Excerpts of bounding box data
↓↓↓
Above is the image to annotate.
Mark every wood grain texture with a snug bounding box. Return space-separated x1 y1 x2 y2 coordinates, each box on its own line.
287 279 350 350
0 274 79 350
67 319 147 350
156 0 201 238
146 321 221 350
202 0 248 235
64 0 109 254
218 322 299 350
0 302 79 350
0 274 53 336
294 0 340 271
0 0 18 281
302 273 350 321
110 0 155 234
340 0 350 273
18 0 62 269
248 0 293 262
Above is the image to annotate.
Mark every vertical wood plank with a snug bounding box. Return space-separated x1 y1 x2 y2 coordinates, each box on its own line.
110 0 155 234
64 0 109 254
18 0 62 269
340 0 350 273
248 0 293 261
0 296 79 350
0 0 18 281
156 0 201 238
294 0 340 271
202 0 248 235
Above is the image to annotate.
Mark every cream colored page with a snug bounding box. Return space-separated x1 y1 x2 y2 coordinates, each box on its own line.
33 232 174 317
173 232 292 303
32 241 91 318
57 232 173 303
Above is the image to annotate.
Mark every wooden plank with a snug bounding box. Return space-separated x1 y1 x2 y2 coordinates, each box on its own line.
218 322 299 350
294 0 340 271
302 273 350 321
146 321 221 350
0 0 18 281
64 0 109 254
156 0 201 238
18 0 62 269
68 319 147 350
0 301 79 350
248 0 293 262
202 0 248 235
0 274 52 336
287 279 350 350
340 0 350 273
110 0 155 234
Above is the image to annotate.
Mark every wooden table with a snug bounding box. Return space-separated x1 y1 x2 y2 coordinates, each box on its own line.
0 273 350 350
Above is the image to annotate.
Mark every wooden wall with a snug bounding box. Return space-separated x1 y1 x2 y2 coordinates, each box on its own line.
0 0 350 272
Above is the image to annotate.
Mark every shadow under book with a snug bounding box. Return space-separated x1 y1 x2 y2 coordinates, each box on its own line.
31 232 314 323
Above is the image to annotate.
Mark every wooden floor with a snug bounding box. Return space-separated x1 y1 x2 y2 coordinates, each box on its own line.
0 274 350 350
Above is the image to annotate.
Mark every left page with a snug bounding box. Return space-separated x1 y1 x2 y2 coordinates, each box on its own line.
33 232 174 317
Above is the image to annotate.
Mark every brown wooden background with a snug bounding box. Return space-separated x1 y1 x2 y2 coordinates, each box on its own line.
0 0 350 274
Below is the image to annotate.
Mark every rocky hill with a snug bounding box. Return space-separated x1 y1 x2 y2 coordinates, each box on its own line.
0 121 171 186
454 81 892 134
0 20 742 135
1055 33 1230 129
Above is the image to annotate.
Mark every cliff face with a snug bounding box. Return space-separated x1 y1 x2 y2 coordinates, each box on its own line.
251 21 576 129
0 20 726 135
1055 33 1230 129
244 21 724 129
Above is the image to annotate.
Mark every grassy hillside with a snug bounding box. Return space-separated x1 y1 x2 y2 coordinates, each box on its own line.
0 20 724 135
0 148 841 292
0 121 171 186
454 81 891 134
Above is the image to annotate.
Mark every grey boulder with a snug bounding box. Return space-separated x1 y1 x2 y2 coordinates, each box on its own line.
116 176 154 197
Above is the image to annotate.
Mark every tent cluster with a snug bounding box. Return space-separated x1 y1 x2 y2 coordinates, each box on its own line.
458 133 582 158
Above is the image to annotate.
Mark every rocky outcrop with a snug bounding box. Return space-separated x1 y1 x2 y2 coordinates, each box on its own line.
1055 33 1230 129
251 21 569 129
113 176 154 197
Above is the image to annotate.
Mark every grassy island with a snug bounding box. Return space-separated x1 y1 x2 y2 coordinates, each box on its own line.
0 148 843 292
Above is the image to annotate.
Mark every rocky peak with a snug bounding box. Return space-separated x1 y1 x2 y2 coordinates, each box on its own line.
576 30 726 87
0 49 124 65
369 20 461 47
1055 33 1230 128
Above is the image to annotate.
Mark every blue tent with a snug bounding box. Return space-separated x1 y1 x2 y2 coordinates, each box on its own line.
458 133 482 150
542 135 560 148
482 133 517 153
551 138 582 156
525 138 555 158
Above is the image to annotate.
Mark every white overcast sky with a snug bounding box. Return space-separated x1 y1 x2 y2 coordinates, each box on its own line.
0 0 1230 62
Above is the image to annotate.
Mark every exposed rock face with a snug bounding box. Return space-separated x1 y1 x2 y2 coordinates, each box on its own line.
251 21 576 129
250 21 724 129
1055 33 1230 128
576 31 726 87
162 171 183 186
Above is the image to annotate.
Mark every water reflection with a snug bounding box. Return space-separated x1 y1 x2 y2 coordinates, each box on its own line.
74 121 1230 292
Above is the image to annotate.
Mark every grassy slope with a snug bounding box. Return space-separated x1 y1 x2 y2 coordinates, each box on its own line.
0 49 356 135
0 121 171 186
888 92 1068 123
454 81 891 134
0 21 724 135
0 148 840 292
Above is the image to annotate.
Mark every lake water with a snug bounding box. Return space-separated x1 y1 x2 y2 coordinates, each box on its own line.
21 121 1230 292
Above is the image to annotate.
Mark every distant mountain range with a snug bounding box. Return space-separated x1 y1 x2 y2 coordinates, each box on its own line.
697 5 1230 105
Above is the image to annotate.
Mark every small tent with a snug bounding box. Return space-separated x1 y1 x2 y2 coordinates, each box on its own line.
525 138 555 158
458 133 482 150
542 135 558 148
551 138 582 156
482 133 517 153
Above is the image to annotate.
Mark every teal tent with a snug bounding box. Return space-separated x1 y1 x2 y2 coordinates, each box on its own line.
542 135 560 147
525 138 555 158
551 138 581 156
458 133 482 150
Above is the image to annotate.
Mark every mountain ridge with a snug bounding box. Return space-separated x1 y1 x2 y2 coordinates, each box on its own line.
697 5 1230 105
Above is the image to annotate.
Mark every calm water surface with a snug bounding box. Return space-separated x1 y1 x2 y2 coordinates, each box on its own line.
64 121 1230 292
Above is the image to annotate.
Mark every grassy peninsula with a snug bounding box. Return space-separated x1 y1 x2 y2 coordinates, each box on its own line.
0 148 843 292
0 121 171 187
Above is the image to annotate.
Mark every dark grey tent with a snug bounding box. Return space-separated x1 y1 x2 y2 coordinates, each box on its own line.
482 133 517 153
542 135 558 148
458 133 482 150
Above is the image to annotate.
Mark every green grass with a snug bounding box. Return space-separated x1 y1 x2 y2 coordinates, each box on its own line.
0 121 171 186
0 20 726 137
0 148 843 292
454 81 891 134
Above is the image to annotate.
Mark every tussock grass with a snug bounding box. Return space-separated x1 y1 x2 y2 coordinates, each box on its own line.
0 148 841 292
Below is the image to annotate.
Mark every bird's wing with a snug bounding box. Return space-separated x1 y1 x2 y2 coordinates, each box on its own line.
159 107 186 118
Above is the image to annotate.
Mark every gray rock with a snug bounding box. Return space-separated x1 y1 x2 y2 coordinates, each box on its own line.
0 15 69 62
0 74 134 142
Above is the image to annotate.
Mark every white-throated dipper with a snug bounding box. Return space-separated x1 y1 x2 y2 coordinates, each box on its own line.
↑↑↑
WHAT TO WORK ON:
Return each line of the records above word for word, in the original order.

RESULT FOR THIS TASK:
Above is the image to annotate.
Mark every wood grain texture with a snug bounding box. Return space-separated x1 y1 x2 y2 coordinates, each box on its own line.
287 279 350 350
0 274 79 350
67 319 147 350
156 0 201 238
146 321 221 350
202 0 248 235
64 0 109 254
218 322 299 350
0 302 79 350
0 274 53 336
294 0 340 271
0 0 18 281
302 273 350 321
110 0 155 234
340 0 350 273
18 0 62 269
248 0 293 262
Above is the image to annotate.
Mark every vertical wood plank with a snug bounding box. Return space-separated x1 y1 x2 y2 coordinates, each box on its own line.
110 0 155 234
64 0 109 254
18 0 62 269
340 0 350 273
248 0 293 261
0 296 79 350
0 0 18 281
156 0 201 238
294 0 340 271
202 0 248 235
Above is the image to annotate.
Mark every cream colored page with a snug bounding box. Return space-separated x1 y1 x2 y2 coordinates, each box on its own line.
33 232 174 317
173 232 292 303
32 241 91 318
57 232 173 303
Above is the image to annotate.
Mark every wooden plank with a snug bounding box. Return space-separated x1 y1 x2 y2 coordinates, each box on its own line.
218 322 299 350
294 0 340 271
302 273 350 321
146 321 221 350
0 0 18 281
64 0 109 254
156 0 201 238
18 0 62 269
68 319 147 350
0 301 79 350
248 0 293 262
202 0 248 235
0 274 52 336
287 279 350 350
340 0 350 273
110 0 155 234
Above is the image to annotate.
Mark every wooden table with a snug bounding box. Return space-separated x1 y1 x2 y2 coordinates, each box on its own line.
0 273 350 350
Above is the image to annotate.
Mark every wooden wall with a snug bounding box. Return space-separated x1 y1 x2 y2 coordinates, each box on its own line.
0 0 350 272
Above is the image to annotate.
Mark every shadow under book with a snug bounding box. Return space-separated x1 y1 x2 y2 coordinates, each box on its own line.
31 232 314 323
Above is the image to annotate.
Mark every wooden floor with a snug bounding box. Return space-separated x1 y1 x2 y2 coordinates, each box on its own line.
0 274 350 350
Above is the image to annotate.
Mark every left page with a snug bounding box. Return space-separated x1 y1 x2 y2 coordinates, each box on its own line.
33 232 174 317
Above is the image to annotate.
Mark every brown wooden background with a snug bounding box. Return space-separated x1 y1 x2 y2 coordinates, each box on its own line.
0 0 350 274
Below is the image to annotate.
Mark every rocky hill with a snug bounding box. Return space-separated x1 y1 x2 y2 coordinates, each box on its own line.
0 121 171 186
454 81 892 134
0 20 742 135
1055 33 1230 129
Above is the image to annotate.
Mark every cliff face with a snug bounding box. Return space-separated x1 y1 x2 y2 coordinates, each box on its own line.
251 21 576 129
0 20 726 135
1055 33 1230 129
244 21 724 129
Above is the image to annotate.
Mark every grassy hillside with a snug bounding box. Return space-separated x1 y1 x2 y2 coordinates, each box on its own line.
0 20 724 135
0 148 841 292
0 121 171 186
454 81 891 134
Above is the image to annotate.
Mark every grey boulder with a snug bounding box. Return space-separated x1 y1 x2 y2 coordinates, each box on its own line.
116 176 154 197
Above is the image to annotate.
Mark every tent cluster with a snug bounding box. Return space-separated x1 y1 x2 y2 coordinates, each box on its own line.
458 133 582 158
Above is the image to annotate.
Mark every rocky outcrop with a snug bounding box. Return space-separated x1 y1 x2 y2 coordinates, each box on its own line.
1055 33 1230 129
251 21 569 129
113 176 154 197
Above is the image to annotate.
Mark every grassy island with a snug bounding box. Return space-separated x1 y1 x2 y2 coordinates, each box on its own line.
0 148 843 292
Above is the image to annotate.
Mark every rocky peak with a snug bounding box. Return space-separated x1 y1 x2 y2 coordinates, each box on its own line.
576 30 726 87
0 49 124 65
369 20 461 47
1055 33 1230 128
Above is the image to annotate.
Mark every blue tent with a snug bounding box. Return space-separated x1 y1 x2 y2 coordinates, each box on its own line.
458 133 482 150
542 135 560 148
482 133 517 153
551 138 582 156
525 138 555 158
Above is the image to annotate.
Mark every white overcast sky with a snug bounding box. Return space-separated x1 y1 x2 y2 coordinates, each box on its own line.
0 0 1230 62
Above is the image to annotate.
Mark every exposed rock face with a snug bounding box. Return space-separated x1 y1 x2 y2 coordinates, each box on its own line.
251 21 576 129
250 21 724 129
1055 33 1230 128
576 31 726 87
162 171 183 186
Above is the image to annotate.
Mark every water reflection with a snug bounding box. Return space-separated x1 y1 x2 y2 coordinates, each box on its own line.
74 121 1230 292
Above is the image to annotate.
Mark every grassy slope with a snug bounding box. Return space-separated x1 y1 x2 y2 coordinates, each box on its own line.
0 49 356 135
0 121 171 186
888 92 1068 123
454 81 891 134
0 21 724 135
0 148 840 292
Above is the image to annotate.
Mark every lake water with a snug bounding box. Return space-separated x1 y1 x2 y2 coordinates, each box on its own line.
21 121 1230 292
Above is the image to annotate.
Mark every distant mountain range with a snug bounding box. Return space-separated x1 y1 x2 y2 coordinates, each box on its own line.
697 5 1230 105
Above is the image to annotate.
Mark every small tent with a snug bounding box. Return space-separated x1 y1 x2 y2 coordinates, each box on its own line.
525 138 555 158
458 133 482 150
542 135 558 148
551 138 582 156
482 133 517 153
Above is the image to annotate.
Mark every teal tent with a snug bounding box. Return space-separated x1 y1 x2 y2 coordinates, each box on its own line.
542 135 560 147
525 138 555 158
551 138 581 156
458 133 482 150
Above is the image to annotate.
Mark every mountain ridge with a snug bounding box. Return space-separated x1 y1 x2 y2 coordinates, each box on its own line.
697 5 1230 105
Above is the image to annotate.
Mark every calm water surface with a snug bounding box. Return space-separated x1 y1 x2 y2 coordinates, each box on its own line.
64 121 1230 292
Above is the image to annotate.
Mark every grassy peninsula with a snug bounding box. Return space-separated x1 y1 x2 y2 coordinates, each box on its own line.
0 148 843 292
0 121 171 187
Above is the image to annotate.
Mark every dark grey tent with a snug bounding box. Return space-separated x1 y1 x2 y2 coordinates, each box on its own line.
482 133 517 153
542 135 558 148
458 133 482 150
Above is the image to annotate.
Mark every green grass with a snug bounding box. Return space-separated x1 y1 x2 y2 coordinates, each box on its own line.
0 121 171 186
0 20 726 137
0 148 843 292
454 81 891 134
Above is the image to annotate.
Mark every tussock grass with a snug bounding box. Return space-separated x1 y1 x2 y2 coordinates, each box on its own line.
0 148 841 292
Below is the image to annotate.
Mark every bird's wing with a snug bounding box. Return space-separated x1 y1 x2 y2 coordinates, each box on its own line.
159 107 186 118
Above is the image to annotate.
Mark every gray rock with a snug bounding box. Return space-separated x1 y1 x2 y2 coordinates, each box on its own line.
0 15 69 62
0 74 134 142
Above is the image to annotate.
Mark every white-throated dipper with a snug bounding box. Return space-separated x1 y1 x2 y2 coordinates, each box on its own line.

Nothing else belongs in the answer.